ACTIVITY:
Select, from the data, each line where "Detector" occurs.

(Collected data)
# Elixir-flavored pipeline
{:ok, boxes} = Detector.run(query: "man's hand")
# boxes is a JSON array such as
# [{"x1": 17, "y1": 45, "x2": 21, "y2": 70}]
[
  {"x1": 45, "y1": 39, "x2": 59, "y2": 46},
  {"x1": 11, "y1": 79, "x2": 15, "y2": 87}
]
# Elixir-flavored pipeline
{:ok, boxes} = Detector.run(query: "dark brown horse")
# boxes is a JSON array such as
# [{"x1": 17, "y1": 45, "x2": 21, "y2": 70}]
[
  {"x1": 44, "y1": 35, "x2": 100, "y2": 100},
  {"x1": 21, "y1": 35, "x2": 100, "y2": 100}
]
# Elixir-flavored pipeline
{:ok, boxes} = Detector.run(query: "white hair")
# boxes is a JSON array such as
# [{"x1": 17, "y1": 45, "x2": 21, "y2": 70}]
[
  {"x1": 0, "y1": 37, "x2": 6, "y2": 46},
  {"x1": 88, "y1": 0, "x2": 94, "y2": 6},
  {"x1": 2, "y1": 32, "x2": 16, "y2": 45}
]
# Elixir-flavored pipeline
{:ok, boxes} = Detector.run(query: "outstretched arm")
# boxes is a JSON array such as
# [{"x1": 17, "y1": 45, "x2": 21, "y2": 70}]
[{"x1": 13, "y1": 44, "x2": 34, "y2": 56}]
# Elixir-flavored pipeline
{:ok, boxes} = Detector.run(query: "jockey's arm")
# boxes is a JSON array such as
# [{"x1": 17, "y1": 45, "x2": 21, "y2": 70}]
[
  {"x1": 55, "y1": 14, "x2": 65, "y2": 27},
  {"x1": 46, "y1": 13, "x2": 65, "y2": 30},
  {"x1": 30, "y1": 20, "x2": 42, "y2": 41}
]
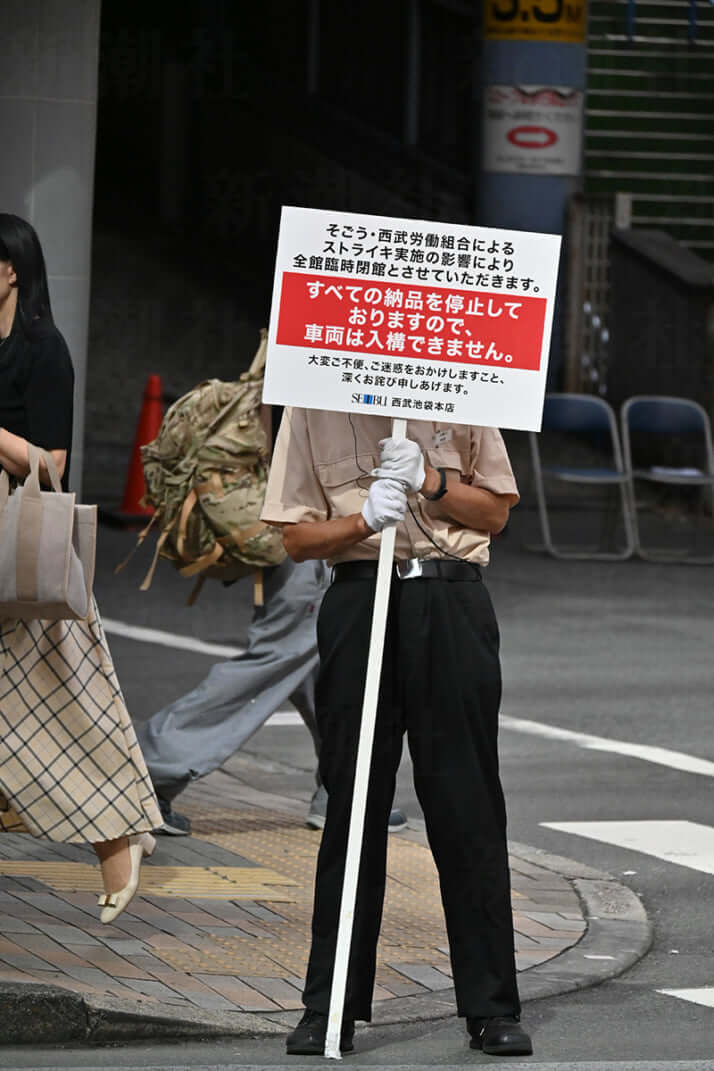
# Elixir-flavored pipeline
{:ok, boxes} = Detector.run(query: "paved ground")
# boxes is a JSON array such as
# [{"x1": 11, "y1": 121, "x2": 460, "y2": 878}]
[
  {"x1": 0, "y1": 497, "x2": 671, "y2": 1045},
  {"x1": 0, "y1": 768, "x2": 585, "y2": 1016},
  {"x1": 1, "y1": 493, "x2": 712, "y2": 1060},
  {"x1": 0, "y1": 746, "x2": 647, "y2": 1044}
]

ANSWER TO THE EXERCISE:
{:ok, boxes} = Detector.run(query: "man's hand")
{:ok, boxes} = Detector.run(query: "dark brown horse")
{:ok, boxes} = Detector.run(query: "white hair")
{:ok, boxes} = Detector.run(query: "outstretched arm")
{:ok, boxes} = Detector.run(query: "jockey's arm")
{:ok, boxes} = Detector.run(query: "paved ground")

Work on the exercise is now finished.